DOCUMENT EXTRACT:
>>>>

Lying in such a way as to get easily caught is the hallmark of a childish mind which has not learned better.
Every Abortion case has failed. Every Homosexuality case as failed. Every Property rights case has failed. Every Prayer in Public places case has failed. Every Gun Rights case has failed... No wait! We WON that last one. "Ooops there goes, another rubber tree plant."


Now whats different now? Nothings changed. Same argument by the birthers - same grounds for rejection by the courts.
Same argument from you. Apparently your side can make up their mind without needing any facts or reasoning, and then keep repeating the same fallacy argument ad infinitum.
More like a useful idiot."
It's not like you don't know what is going on, (though judging by your confused responses, that is a good working theory) but that you think your efforts are for some greater good than the mere "truth."
Ha! I left some stuff out. For one, I forgot to mention Emerich de Vattel. Part of my problem is remembering where I put everything! :)
Couple of things:
John Yinger is an Economist.
“John Yinger is Trustee Professor of Public Administration and Economics; he also directs the Education Finance and Accountability Program”
Charles E Rice is not the president of Notre Dame, just a retired professor. He does not argue for two citizen parent. He wants Congress to investigate. He says Obama may be eligible.

<<<<

WRITTEN TASK 1: Revise the eligibility debate text between "Charles E Rice" and "may be eligible.", inclusive, so that "Congress" becomes "the Senate".
WRITTEN TASK 2: Carry the eligibility debate text forward from its final sentence.
The data that follow aren't required for any of this work.

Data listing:
>>>>

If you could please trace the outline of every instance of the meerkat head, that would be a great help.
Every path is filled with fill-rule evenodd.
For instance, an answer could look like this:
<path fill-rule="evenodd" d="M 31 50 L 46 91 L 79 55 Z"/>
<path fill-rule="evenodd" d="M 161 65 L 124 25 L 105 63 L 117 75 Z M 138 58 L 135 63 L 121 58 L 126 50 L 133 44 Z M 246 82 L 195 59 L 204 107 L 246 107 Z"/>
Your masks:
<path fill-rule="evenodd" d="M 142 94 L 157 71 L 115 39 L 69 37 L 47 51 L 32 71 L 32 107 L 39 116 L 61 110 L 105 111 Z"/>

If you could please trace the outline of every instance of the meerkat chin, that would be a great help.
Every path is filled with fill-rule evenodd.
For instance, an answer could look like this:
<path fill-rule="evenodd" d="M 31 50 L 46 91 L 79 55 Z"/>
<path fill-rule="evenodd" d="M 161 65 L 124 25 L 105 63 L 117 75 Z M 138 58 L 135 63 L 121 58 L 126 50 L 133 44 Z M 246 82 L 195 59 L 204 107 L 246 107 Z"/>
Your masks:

<<<<

RIGHT ANSWER 1:
Charles E Rice is not the president of Notre Dame, just a retired professor. He does not argue for two citizen parent. He wants the Senate to investigate. He says Obama may be eligible.

RIGHT ANSWER 2:
Alexander Porter Morse. 1904? He is talking only about children born overseas. He does not explicitly support the two parent rule in America:
“It remains to be decided whether a child of domiciled Chinese parents, born in the United States, is eligible”
Ramsey? Prior to the 14th Amendment. Superseded.
Your Breckinridge Long essay? You understand he worked for Woodrow Wilson and this is a political hit piece on Charles Evans Hughes who in 1916 was running against Wilson?
George Collins? A tiny snippet from a losing lawyer embedded in a long news article? Really?
The “Book from Harvard”? Out of context snips on a birther website in a essay written by “Linda Melin, citizen researcher”?
Solum is a good article but makes no stand either way. His paper is a discussion on the proper way to interpret Constitutional language to determine original intent.
We are a common law country (with the exception of the state of Louisiana). There are two main legal systems in the west:
Common law and Civil law. There is no such thing as Positive law. It is a meaningless legal term.
A common law judicial system has as its basis the idea that the same set of facts should mean the same thing every time. Hence the emphasis on case law and precedent.
The Common Law = the entire body of legal case law that involves the interpretation of law. Minor v. Happersett? Part of the common law.
Common law is not informal law. Don’t know where you got that peculiar notion from.
Nice ancient history - too bad the 14th amendment blew all that away.
Bringing up the past again?
Well it isn't an "either/or" answer.
There's Constitutional Law, from the U.S. Constitution and State Constitutions.
There's statutes and ordinances on the federal, state, or local levels.
There's common law, that being the concept of precedence.
And there's administrative law at the federal, state, and local level.
Come to think of it, you never did answer this question either.
How can Constitutional law be part of a common law system?
The only reply I got to reply 236 (that's the reply where my question is) was this...
Can you show a single Supreme Court ruling on a Constitutional issue where case law and precedence was not a factor?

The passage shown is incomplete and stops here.